# Start of RECORDS FOR THE EXERCISE
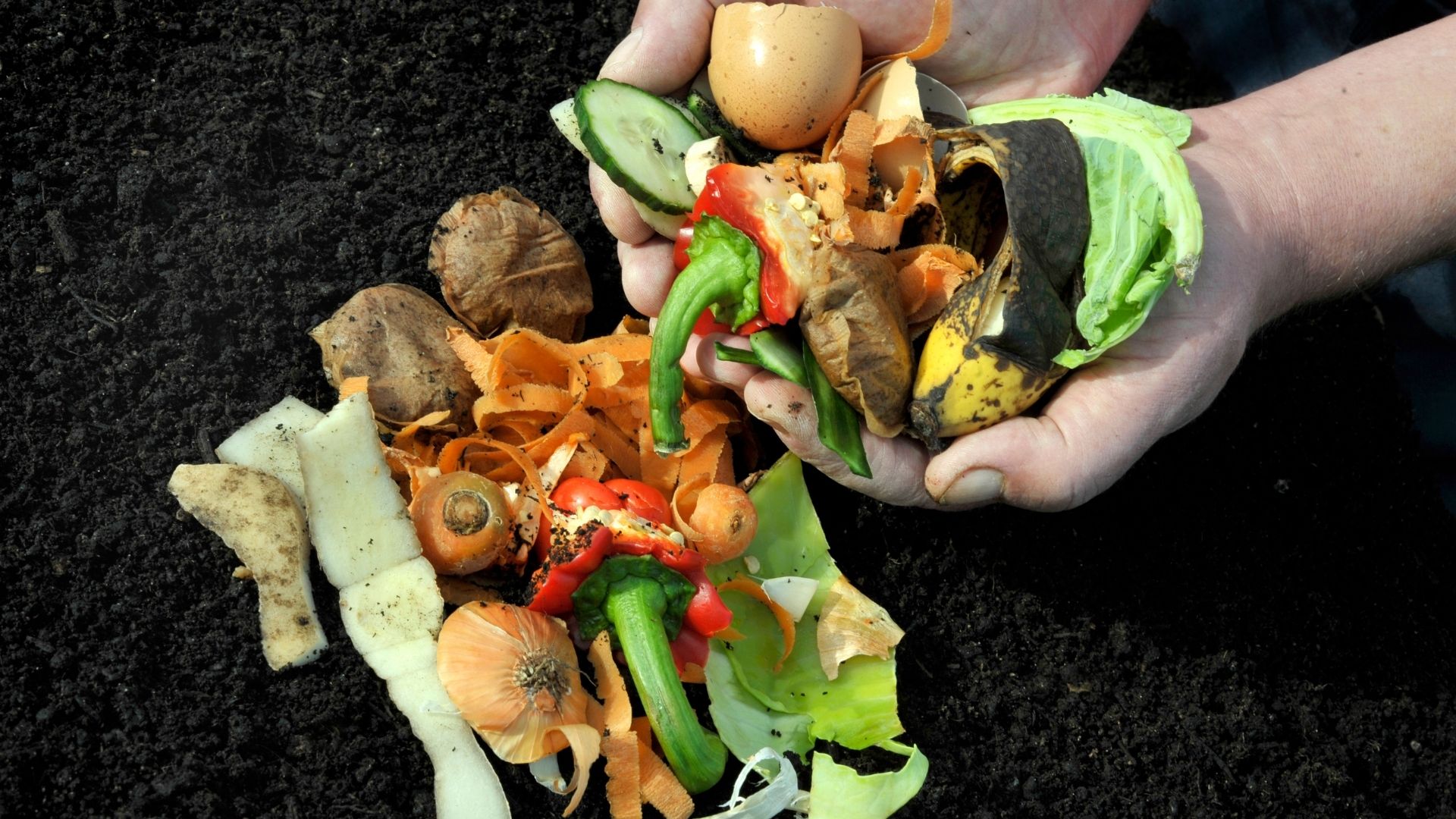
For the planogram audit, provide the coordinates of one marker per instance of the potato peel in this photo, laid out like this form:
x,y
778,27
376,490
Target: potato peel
x,y
258,518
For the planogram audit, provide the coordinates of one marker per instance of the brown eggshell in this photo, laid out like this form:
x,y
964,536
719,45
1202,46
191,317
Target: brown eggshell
x,y
783,74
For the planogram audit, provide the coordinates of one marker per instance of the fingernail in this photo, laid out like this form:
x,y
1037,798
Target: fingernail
x,y
974,485
622,55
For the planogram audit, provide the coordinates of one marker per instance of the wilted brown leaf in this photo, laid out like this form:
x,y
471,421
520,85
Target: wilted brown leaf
x,y
854,322
504,262
395,335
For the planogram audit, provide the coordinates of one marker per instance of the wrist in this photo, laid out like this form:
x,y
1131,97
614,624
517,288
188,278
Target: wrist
x,y
1254,228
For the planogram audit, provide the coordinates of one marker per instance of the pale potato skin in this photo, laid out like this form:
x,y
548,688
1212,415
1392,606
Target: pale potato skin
x,y
258,518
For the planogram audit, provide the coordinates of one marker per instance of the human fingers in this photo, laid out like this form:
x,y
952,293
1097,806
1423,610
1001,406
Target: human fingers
x,y
896,464
617,209
666,47
1090,435
647,273
702,360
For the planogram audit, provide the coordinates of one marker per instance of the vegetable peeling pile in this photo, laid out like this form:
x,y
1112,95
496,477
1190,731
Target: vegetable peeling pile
x,y
541,542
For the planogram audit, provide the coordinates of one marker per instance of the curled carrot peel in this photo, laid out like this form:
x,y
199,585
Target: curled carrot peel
x,y
832,139
533,477
780,613
934,39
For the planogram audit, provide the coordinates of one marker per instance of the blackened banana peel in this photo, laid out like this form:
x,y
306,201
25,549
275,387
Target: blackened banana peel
x,y
1015,193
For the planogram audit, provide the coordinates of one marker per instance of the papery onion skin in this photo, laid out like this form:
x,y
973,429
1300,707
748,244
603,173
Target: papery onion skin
x,y
513,673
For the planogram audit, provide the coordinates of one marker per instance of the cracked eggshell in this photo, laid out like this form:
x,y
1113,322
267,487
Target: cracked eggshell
x,y
783,74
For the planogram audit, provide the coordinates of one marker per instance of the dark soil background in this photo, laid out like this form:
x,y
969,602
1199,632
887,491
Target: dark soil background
x,y
1256,621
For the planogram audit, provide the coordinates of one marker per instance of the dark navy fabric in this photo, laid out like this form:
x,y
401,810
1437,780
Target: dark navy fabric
x,y
1257,42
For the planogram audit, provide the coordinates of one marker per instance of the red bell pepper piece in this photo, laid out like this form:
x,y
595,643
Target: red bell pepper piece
x,y
574,554
756,202
689,648
571,558
707,613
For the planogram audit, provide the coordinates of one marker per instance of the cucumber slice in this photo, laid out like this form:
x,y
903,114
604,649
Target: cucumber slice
x,y
639,140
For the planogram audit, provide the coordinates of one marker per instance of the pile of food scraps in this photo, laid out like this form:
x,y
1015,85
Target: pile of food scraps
x,y
574,502
487,499
921,270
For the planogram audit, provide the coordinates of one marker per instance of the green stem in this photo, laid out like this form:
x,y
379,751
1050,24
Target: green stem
x,y
695,290
635,610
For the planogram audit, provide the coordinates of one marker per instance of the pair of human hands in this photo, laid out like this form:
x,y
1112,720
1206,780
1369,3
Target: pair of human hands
x,y
1103,417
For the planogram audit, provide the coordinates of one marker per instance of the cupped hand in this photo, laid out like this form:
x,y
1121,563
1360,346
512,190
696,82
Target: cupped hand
x,y
1103,417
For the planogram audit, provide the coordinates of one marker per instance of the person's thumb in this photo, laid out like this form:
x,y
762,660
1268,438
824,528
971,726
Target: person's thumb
x,y
666,47
1088,436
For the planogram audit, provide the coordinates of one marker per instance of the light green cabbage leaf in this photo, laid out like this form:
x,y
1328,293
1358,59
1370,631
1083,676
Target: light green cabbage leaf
x,y
752,706
837,792
1147,222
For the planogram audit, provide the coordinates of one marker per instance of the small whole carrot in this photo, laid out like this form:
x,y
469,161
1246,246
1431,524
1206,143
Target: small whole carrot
x,y
726,519
463,522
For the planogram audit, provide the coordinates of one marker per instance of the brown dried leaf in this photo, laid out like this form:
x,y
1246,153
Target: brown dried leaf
x,y
852,624
854,322
395,335
506,262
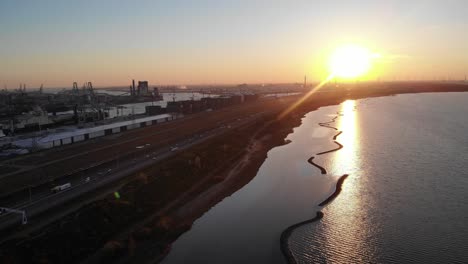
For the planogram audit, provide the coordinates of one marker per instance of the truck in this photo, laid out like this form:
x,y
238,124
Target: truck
x,y
59,188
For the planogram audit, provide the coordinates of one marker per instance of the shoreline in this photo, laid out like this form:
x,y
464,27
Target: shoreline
x,y
319,215
250,168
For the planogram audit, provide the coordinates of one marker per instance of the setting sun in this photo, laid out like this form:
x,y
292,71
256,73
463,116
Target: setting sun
x,y
350,62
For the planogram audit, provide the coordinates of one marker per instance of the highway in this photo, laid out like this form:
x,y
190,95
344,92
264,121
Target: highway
x,y
101,177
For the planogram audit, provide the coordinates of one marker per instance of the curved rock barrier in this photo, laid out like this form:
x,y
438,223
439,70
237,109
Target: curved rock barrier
x,y
322,169
332,150
287,233
339,133
337,191
319,215
327,126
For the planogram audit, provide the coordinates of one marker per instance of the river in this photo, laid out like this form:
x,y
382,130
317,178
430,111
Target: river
x,y
404,200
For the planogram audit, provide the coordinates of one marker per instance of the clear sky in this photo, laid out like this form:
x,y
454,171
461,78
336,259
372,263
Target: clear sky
x,y
109,42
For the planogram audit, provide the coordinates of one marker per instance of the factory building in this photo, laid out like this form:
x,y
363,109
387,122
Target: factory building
x,y
78,135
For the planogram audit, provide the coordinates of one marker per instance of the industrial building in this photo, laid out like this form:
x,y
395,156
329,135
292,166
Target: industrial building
x,y
78,135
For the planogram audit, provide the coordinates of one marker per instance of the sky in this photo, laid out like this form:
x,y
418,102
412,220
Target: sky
x,y
111,42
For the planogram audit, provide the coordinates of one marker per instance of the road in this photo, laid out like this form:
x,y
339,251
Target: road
x,y
42,199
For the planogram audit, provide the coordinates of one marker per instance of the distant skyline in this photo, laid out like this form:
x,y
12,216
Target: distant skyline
x,y
225,42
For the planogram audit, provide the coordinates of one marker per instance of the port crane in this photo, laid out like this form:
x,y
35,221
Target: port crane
x,y
4,210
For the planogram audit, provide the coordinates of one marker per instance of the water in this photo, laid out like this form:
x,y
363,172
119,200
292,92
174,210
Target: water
x,y
404,201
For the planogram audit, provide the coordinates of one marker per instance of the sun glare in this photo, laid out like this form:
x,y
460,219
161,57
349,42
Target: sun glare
x,y
350,62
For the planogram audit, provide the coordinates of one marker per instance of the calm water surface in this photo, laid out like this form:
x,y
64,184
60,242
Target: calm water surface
x,y
404,201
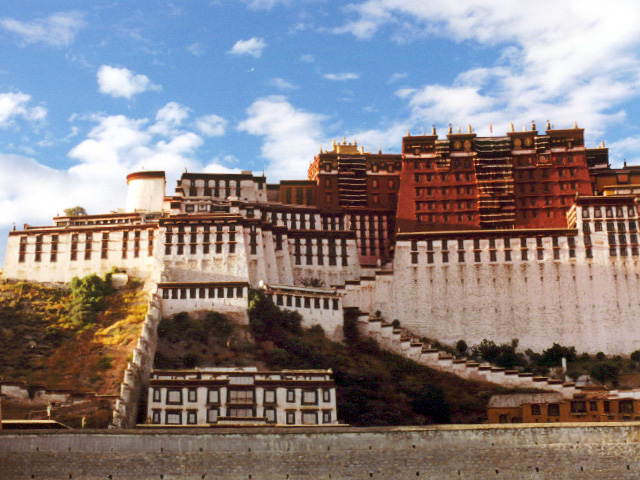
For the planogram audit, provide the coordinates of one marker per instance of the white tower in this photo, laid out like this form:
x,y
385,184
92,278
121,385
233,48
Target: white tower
x,y
145,191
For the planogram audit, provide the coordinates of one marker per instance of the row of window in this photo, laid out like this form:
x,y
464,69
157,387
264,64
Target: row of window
x,y
202,292
175,396
446,205
529,161
175,417
444,191
130,247
454,163
297,301
611,226
596,212
493,252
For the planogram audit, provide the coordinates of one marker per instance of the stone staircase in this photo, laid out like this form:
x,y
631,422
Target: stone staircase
x,y
398,340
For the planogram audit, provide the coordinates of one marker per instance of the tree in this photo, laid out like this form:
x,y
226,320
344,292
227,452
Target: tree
x,y
75,211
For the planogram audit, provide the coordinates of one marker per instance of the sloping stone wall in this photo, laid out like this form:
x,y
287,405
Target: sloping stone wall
x,y
604,451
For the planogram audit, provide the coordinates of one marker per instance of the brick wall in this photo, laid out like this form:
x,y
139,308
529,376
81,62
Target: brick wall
x,y
458,452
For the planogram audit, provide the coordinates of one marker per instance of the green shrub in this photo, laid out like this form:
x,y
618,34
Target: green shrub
x,y
605,373
104,363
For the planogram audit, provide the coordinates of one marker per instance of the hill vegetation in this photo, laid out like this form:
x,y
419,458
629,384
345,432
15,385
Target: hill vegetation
x,y
79,338
374,387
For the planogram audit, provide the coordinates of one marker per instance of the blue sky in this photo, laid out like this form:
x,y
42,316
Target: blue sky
x,y
90,91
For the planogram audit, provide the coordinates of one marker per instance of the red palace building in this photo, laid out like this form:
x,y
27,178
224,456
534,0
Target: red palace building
x,y
464,182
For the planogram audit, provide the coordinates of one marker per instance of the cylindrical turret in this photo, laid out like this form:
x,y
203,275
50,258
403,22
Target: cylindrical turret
x,y
145,191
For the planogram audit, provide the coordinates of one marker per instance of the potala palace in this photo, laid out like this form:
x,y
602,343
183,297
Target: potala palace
x,y
528,235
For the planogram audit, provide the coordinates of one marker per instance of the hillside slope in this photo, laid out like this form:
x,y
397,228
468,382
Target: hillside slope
x,y
41,341
374,387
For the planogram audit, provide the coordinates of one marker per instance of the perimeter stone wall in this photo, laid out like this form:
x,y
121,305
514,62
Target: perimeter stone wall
x,y
604,451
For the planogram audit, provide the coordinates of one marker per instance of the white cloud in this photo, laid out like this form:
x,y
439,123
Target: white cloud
x,y
14,105
578,60
291,136
397,76
211,125
626,149
122,82
265,4
58,30
196,49
254,47
169,118
340,77
282,84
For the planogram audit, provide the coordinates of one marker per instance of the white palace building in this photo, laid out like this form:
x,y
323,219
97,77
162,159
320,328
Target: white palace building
x,y
219,235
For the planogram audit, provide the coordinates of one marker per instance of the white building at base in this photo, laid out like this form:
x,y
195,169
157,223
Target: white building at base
x,y
241,396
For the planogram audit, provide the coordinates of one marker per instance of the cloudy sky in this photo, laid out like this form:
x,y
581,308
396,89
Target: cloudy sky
x,y
90,91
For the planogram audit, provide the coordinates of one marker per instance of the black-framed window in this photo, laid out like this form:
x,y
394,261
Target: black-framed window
x,y
326,395
192,417
173,417
269,396
192,395
213,395
241,412
212,415
291,418
270,415
174,396
309,418
326,416
310,397
241,396
156,417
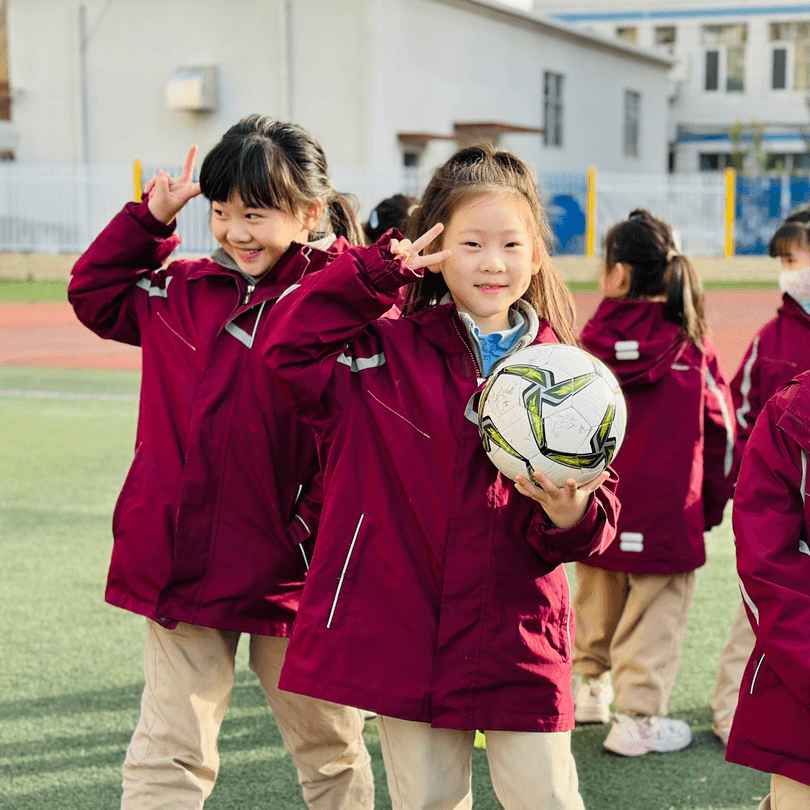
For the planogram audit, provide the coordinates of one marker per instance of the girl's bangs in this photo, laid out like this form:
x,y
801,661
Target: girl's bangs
x,y
259,180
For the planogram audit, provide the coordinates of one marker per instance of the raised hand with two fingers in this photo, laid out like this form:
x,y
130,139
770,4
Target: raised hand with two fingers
x,y
564,505
167,195
409,252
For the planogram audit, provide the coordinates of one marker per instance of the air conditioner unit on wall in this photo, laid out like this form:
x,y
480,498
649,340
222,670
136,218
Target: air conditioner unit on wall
x,y
192,88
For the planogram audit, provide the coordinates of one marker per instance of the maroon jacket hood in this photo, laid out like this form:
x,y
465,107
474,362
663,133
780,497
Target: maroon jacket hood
x,y
634,339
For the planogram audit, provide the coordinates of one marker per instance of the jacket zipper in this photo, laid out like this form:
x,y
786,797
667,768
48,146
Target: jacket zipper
x,y
343,572
472,354
756,672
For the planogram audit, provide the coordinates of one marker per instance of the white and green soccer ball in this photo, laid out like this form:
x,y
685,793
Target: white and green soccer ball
x,y
553,408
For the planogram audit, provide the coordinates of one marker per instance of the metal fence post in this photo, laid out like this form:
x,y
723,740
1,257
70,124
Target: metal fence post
x,y
731,206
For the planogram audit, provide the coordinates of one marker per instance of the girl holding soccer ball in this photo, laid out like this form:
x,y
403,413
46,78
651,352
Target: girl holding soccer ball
x,y
436,596
675,474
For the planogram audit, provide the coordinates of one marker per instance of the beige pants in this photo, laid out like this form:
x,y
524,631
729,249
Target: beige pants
x,y
733,661
786,795
633,626
172,760
431,768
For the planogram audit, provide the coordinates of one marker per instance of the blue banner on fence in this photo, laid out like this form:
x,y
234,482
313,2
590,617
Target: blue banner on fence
x,y
565,195
762,204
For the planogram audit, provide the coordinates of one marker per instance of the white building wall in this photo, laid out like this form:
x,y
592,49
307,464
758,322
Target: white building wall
x,y
361,72
781,112
133,51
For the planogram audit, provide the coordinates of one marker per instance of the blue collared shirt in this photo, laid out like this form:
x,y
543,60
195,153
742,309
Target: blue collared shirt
x,y
496,344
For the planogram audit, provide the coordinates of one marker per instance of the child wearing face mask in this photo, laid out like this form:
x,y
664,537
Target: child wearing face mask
x,y
779,352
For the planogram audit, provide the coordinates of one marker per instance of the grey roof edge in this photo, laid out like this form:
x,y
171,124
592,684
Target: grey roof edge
x,y
560,30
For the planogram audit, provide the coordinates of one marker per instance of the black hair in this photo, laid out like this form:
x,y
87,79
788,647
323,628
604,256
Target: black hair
x,y
657,268
272,164
392,212
793,232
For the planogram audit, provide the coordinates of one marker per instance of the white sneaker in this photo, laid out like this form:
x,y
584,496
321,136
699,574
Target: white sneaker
x,y
592,698
636,736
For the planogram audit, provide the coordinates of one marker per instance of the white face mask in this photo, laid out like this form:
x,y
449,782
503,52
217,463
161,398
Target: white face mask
x,y
796,283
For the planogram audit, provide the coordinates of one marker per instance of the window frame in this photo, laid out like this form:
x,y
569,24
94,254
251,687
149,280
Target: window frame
x,y
553,109
632,146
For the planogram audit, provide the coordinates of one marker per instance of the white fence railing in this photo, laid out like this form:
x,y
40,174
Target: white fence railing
x,y
694,204
60,209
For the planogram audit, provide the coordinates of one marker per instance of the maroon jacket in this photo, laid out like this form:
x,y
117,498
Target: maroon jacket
x,y
675,465
437,591
208,522
779,352
771,730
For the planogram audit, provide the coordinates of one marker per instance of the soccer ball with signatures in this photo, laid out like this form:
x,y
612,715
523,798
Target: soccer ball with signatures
x,y
554,408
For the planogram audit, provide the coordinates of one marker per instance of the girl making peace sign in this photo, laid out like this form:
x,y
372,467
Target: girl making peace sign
x,y
437,595
213,526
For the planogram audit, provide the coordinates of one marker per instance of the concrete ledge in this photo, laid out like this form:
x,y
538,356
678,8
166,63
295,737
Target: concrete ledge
x,y
56,267
710,268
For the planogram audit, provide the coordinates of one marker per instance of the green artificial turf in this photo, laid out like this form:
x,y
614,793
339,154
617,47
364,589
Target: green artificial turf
x,y
14,291
71,678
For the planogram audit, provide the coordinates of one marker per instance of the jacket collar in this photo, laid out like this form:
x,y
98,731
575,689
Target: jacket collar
x,y
451,331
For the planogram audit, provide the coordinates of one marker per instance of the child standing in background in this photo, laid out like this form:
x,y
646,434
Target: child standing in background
x,y
437,595
214,523
772,529
779,352
632,600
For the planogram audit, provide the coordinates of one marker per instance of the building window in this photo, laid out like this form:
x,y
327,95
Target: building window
x,y
552,108
791,43
712,71
714,161
665,35
632,110
801,162
627,34
724,57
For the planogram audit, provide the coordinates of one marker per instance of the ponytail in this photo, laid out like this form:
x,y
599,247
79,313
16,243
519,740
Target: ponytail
x,y
657,268
684,304
342,218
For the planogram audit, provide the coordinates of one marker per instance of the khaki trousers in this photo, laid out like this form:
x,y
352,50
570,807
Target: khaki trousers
x,y
786,795
173,761
633,626
733,661
431,768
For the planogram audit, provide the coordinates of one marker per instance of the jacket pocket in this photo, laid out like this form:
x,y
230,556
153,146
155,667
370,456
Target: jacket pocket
x,y
348,571
129,490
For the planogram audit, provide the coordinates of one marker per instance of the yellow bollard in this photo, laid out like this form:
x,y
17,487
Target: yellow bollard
x,y
137,188
590,220
731,206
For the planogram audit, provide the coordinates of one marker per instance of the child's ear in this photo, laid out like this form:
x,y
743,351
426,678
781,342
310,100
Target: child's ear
x,y
624,275
312,215
538,257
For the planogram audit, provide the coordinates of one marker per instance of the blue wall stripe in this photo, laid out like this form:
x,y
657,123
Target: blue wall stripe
x,y
713,138
772,11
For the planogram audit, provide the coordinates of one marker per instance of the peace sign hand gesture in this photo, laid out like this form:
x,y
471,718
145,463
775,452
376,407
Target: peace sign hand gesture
x,y
408,252
167,195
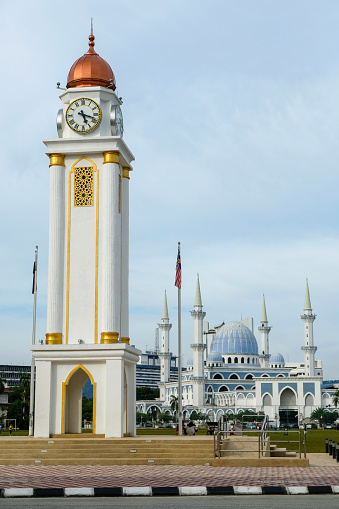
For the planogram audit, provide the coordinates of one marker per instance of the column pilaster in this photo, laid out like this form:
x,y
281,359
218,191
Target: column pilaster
x,y
110,259
56,256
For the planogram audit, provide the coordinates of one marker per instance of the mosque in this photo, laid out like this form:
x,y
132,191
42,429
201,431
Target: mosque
x,y
229,372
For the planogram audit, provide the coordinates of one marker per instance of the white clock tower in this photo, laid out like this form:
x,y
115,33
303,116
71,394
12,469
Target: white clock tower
x,y
87,306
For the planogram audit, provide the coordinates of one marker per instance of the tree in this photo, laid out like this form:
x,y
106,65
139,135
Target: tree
x,y
149,393
174,403
335,398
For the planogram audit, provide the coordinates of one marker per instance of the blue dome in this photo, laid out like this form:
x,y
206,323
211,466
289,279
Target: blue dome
x,y
235,337
277,358
214,357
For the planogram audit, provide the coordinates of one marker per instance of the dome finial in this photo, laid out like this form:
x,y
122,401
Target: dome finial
x,y
263,311
91,70
91,39
308,306
198,301
165,309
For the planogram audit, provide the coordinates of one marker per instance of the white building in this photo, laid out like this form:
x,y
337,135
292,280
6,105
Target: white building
x,y
229,372
87,305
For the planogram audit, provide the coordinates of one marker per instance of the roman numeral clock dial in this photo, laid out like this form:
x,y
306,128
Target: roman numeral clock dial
x,y
83,115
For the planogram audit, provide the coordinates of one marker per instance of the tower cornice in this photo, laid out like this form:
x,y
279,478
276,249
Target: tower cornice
x,y
198,314
94,145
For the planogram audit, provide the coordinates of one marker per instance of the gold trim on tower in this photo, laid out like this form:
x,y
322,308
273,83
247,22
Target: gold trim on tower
x,y
125,172
111,157
53,338
56,160
95,170
109,337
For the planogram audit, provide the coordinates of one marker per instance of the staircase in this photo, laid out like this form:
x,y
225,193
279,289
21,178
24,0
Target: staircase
x,y
76,450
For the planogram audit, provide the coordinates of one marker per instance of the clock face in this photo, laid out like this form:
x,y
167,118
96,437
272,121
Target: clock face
x,y
83,115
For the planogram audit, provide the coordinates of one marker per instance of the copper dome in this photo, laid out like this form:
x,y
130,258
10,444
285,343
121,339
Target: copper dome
x,y
91,70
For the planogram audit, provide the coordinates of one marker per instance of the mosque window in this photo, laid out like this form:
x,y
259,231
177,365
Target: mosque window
x,y
84,186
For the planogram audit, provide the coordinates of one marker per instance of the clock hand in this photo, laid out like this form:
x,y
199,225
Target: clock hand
x,y
89,116
83,115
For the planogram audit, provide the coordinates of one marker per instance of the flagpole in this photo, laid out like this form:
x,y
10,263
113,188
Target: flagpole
x,y
32,386
179,352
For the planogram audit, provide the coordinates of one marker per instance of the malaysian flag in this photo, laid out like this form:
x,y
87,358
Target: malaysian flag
x,y
178,270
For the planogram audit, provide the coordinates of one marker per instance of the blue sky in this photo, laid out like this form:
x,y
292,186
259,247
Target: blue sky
x,y
232,112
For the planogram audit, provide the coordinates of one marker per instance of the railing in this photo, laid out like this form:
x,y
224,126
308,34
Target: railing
x,y
226,429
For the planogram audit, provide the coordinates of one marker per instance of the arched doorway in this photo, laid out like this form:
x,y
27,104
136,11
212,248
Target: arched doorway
x,y
288,413
71,419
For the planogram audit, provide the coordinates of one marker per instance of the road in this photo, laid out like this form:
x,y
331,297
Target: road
x,y
202,502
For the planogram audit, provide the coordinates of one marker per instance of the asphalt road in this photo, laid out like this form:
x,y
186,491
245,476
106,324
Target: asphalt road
x,y
188,502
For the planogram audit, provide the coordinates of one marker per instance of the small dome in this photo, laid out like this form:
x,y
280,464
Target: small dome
x,y
235,337
277,358
214,357
91,70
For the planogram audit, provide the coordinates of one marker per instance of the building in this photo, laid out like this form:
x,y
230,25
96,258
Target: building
x,y
149,367
230,372
88,267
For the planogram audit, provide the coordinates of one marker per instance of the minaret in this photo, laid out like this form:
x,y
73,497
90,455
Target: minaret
x,y
164,354
87,334
309,349
198,348
264,330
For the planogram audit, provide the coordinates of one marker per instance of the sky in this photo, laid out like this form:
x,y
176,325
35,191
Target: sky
x,y
231,109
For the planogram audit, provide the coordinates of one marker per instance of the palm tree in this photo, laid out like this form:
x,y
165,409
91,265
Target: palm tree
x,y
317,414
335,398
174,403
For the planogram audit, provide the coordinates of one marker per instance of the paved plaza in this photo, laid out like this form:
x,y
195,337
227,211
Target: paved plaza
x,y
323,471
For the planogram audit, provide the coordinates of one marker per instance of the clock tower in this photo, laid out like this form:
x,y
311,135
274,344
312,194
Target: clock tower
x,y
87,304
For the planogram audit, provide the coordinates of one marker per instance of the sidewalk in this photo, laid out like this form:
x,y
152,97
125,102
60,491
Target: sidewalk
# End of RECORDS FOR THE EXERCISE
## TASK BRIEF
Extract exactly the lines between the line containing "the building in" and the end of the data, including both.

## OUTPUT OF THE TASK
For the planogram audit, provide the coordinates of one marker per instance of the building in this photo, laid out like this form:
x,y
230,25
96,258
Target: building
x,y
149,367
230,372
88,267
For the planogram audit, provide the coordinates of one marker per instance of the minaret in this photo, laid out like this form:
x,y
73,497
90,455
Target: minaret
x,y
164,354
87,334
309,349
198,348
264,330
For the planogram audit, provide the coordinates of one marker per instance of the sky in this photo, laid out like this form:
x,y
176,325
35,191
Target: sky
x,y
231,109
For the planogram audit, provide the coordinates of one marker per instance of the palm tree in this photo, laid out like this form:
x,y
165,409
91,265
Target: palm tree
x,y
317,414
335,398
174,403
For the planogram audit, provide the coordinates of one marker per instance of the paved plaza in this photo, laid out like this form:
x,y
195,337
227,211
Target: paved plaza
x,y
323,471
For the planogram audit, provide the coordinates of one marker per instance of the clock tower in this photo, laid out like this form:
x,y
311,135
274,344
312,194
Target: clock tower
x,y
87,304
For the planogram audit, provide the coordinates of one marker per instance of the sidewalk in this photo, laid out like this form:
x,y
152,97
125,102
60,491
Target: sidewalk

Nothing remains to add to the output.